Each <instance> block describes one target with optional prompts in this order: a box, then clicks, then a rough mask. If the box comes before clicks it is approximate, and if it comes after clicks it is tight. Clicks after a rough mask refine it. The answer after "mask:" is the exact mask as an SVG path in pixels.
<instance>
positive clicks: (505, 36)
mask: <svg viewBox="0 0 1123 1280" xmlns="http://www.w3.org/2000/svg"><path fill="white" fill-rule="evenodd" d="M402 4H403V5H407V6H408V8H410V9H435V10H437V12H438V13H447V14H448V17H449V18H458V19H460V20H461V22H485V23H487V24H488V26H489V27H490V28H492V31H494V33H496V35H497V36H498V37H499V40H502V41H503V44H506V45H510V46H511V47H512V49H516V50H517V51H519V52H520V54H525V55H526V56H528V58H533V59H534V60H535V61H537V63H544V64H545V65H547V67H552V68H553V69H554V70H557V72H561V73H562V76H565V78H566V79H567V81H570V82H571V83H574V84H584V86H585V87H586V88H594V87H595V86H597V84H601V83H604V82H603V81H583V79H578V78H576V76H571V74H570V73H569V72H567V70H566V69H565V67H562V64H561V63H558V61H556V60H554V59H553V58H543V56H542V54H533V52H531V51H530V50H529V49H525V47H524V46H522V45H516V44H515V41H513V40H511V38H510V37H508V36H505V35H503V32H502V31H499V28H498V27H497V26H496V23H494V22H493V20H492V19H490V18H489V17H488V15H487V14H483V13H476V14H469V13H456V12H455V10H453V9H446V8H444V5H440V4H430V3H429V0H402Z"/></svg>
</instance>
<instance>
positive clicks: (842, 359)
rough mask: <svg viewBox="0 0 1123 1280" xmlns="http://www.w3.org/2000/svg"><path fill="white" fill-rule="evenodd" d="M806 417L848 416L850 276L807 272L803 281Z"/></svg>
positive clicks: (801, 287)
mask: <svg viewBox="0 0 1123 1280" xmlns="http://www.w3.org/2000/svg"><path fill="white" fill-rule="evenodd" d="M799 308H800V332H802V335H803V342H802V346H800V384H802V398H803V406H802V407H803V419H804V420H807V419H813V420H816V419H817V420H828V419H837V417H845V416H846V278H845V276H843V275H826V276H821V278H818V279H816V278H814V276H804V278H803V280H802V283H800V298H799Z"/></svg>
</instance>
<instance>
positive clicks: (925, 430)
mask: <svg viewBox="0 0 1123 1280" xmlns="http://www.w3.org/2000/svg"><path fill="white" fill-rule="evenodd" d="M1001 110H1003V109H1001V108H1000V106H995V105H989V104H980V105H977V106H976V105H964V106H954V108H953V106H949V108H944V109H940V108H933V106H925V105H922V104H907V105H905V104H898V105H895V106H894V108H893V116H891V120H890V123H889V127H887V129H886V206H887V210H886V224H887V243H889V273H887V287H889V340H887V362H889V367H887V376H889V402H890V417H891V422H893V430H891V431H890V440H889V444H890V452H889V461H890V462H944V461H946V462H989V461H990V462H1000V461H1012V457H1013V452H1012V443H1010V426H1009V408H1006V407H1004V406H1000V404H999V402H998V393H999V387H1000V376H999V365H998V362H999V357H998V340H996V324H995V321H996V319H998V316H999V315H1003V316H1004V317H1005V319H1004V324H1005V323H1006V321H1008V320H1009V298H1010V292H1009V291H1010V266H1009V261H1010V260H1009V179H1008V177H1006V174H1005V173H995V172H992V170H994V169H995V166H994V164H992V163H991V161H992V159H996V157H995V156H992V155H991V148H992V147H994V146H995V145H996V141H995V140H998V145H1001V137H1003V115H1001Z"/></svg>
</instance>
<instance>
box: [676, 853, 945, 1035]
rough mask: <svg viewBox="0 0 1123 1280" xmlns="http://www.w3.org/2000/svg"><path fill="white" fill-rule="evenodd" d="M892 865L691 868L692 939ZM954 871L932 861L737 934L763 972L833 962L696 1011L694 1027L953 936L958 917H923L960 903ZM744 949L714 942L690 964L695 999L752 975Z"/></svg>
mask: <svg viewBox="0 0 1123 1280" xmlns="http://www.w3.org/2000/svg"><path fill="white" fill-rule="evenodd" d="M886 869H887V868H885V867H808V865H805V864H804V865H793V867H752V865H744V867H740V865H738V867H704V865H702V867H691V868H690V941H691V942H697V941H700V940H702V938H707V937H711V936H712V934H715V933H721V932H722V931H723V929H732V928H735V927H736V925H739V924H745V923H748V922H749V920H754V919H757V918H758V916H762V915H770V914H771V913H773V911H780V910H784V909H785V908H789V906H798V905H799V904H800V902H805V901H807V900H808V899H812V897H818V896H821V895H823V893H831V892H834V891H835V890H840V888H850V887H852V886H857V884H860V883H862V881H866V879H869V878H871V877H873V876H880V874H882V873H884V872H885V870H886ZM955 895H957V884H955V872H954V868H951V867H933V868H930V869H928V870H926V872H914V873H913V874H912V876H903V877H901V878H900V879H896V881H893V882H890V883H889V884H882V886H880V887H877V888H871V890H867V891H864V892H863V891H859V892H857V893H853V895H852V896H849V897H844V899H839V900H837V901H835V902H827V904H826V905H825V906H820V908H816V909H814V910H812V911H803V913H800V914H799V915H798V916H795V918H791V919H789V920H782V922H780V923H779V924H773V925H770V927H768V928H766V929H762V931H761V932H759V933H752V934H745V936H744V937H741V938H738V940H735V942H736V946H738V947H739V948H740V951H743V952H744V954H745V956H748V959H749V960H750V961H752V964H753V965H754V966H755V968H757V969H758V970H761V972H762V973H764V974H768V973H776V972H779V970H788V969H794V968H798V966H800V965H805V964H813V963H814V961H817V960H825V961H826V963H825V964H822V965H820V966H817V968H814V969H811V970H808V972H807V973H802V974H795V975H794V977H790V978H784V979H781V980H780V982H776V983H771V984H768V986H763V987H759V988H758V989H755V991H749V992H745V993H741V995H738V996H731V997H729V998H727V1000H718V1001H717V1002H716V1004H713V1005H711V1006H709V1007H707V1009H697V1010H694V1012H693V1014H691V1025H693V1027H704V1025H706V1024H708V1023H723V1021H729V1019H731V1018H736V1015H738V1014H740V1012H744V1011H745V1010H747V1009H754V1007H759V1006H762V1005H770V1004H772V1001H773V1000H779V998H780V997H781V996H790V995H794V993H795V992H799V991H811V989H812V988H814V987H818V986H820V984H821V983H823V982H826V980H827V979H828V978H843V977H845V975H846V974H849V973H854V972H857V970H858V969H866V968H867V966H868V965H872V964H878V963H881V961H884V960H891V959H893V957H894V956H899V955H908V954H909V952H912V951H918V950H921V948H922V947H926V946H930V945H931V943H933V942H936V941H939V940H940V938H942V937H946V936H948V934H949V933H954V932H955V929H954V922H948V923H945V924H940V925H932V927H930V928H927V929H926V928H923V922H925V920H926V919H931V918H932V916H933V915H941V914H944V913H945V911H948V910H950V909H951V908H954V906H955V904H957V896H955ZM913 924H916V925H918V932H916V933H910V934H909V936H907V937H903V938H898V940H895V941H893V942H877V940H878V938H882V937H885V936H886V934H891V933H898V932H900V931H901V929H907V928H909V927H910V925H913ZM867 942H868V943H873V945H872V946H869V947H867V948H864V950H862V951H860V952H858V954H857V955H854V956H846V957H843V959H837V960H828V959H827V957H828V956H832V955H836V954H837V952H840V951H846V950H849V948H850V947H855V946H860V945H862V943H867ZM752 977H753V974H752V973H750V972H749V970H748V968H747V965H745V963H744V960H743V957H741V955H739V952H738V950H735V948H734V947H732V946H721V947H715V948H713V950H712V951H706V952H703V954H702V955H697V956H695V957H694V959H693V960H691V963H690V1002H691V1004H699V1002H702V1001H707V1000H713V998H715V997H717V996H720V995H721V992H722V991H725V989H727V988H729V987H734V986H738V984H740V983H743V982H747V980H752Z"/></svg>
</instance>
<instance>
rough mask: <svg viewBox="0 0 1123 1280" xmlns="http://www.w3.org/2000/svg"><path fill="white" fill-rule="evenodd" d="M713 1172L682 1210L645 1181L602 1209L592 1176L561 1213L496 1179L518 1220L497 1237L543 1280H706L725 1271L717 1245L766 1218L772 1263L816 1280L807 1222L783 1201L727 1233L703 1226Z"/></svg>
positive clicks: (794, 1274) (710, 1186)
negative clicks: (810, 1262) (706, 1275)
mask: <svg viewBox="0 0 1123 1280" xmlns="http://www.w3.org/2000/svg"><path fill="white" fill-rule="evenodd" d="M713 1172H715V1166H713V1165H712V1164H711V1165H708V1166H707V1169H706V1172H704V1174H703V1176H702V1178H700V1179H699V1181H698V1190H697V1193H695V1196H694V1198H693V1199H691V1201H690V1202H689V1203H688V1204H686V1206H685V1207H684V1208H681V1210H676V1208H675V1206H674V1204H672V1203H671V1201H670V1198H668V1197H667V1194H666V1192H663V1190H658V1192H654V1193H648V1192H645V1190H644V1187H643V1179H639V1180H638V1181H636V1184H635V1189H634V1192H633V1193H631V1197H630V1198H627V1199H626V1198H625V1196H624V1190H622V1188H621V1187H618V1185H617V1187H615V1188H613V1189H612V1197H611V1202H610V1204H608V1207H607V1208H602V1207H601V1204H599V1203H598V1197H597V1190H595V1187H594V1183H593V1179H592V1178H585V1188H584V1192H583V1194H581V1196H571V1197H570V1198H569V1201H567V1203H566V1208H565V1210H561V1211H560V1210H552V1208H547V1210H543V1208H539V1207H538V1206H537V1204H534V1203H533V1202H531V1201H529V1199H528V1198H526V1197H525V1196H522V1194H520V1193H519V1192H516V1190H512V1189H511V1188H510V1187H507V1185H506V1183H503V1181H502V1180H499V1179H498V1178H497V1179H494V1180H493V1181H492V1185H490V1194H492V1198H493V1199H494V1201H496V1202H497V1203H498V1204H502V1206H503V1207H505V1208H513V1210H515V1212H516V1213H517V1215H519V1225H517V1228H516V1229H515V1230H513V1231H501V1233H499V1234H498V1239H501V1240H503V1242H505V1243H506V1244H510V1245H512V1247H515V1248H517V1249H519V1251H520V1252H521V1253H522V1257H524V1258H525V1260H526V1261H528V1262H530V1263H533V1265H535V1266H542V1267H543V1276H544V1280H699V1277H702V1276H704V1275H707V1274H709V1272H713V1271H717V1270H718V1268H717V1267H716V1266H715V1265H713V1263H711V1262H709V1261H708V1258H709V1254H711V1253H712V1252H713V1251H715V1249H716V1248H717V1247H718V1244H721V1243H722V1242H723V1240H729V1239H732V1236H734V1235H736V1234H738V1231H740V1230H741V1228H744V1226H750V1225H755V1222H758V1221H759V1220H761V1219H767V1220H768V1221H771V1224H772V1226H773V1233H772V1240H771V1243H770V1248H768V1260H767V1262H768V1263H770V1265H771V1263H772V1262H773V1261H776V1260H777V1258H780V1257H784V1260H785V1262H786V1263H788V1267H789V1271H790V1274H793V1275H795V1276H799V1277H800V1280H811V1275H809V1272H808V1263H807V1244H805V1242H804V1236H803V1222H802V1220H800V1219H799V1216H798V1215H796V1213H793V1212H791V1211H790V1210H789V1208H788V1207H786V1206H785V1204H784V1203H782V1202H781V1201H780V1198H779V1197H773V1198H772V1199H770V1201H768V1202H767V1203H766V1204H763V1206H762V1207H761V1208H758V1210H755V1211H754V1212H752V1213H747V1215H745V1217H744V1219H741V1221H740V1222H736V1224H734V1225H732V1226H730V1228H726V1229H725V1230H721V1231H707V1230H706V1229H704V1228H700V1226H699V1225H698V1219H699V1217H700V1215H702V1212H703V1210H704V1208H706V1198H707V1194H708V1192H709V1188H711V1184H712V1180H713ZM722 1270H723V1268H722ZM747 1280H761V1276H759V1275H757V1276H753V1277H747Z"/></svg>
____
• **Description of the task**
Reproduce exactly the lines that run from the start of the records to the line with "positive clicks: (842, 359)", both included.

• **Answer**
Each <instance> block describes one target with optional prompts in this order: a box, then clicks, then a rough mask. If the box comes before clicks it is approximate, and if it comes after clicks it is tight. Clicks after a rough mask refine it. The answer after "mask:" is the exact mask as an SVG path in pixels.
<instance>
positive clicks: (505, 36)
mask: <svg viewBox="0 0 1123 1280" xmlns="http://www.w3.org/2000/svg"><path fill="white" fill-rule="evenodd" d="M402 4H403V5H407V6H408V8H410V9H435V10H437V12H438V13H447V14H448V17H449V18H458V19H460V20H461V22H485V23H487V24H488V26H489V27H490V28H492V31H494V33H496V35H497V36H498V37H499V40H502V41H503V44H506V45H510V46H511V47H512V49H516V50H517V51H519V52H520V54H525V55H526V56H528V58H533V59H534V60H535V61H537V63H544V64H545V65H547V67H552V68H553V69H554V70H557V72H561V73H562V76H565V78H566V79H567V81H570V82H571V83H574V84H584V86H585V87H586V88H594V87H595V86H597V84H601V83H604V82H603V81H583V79H578V78H576V76H571V74H570V73H569V72H567V70H566V69H565V67H562V64H561V63H558V61H556V60H554V59H553V58H543V56H542V54H533V52H531V51H530V50H529V49H525V47H524V46H522V45H516V44H515V41H513V40H511V38H510V37H508V36H505V35H503V32H502V31H499V28H498V27H497V26H496V23H494V22H493V20H492V19H490V18H489V17H488V15H487V14H483V13H476V14H469V13H456V12H455V10H453V9H446V8H444V5H440V4H430V3H429V0H402Z"/></svg>
</instance>
<instance>
positive clicks: (842, 359)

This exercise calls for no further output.